[Data records]
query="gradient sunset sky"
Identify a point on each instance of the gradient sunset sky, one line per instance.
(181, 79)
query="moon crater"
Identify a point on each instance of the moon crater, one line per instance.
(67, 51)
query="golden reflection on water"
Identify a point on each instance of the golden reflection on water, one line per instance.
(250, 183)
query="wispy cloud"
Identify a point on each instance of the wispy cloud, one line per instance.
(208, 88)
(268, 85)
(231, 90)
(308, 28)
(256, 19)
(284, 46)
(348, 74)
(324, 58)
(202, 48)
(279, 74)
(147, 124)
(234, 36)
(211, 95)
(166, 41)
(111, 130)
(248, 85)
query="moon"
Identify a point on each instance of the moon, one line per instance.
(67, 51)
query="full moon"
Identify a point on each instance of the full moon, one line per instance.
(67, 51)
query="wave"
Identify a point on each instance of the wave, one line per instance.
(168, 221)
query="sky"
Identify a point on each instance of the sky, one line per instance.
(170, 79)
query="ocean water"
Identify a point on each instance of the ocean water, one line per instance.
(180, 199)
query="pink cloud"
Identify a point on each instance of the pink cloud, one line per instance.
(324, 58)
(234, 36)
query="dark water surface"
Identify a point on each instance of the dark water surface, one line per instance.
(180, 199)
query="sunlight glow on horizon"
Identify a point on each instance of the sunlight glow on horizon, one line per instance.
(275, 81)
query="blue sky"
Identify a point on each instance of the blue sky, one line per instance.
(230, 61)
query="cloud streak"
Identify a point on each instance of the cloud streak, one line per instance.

### The problem
Reproduce each line of the records in which the word "streak" appears.

### Your solution
query="cloud streak"
Identify a point on each instance of the cloud streak, one line per instance.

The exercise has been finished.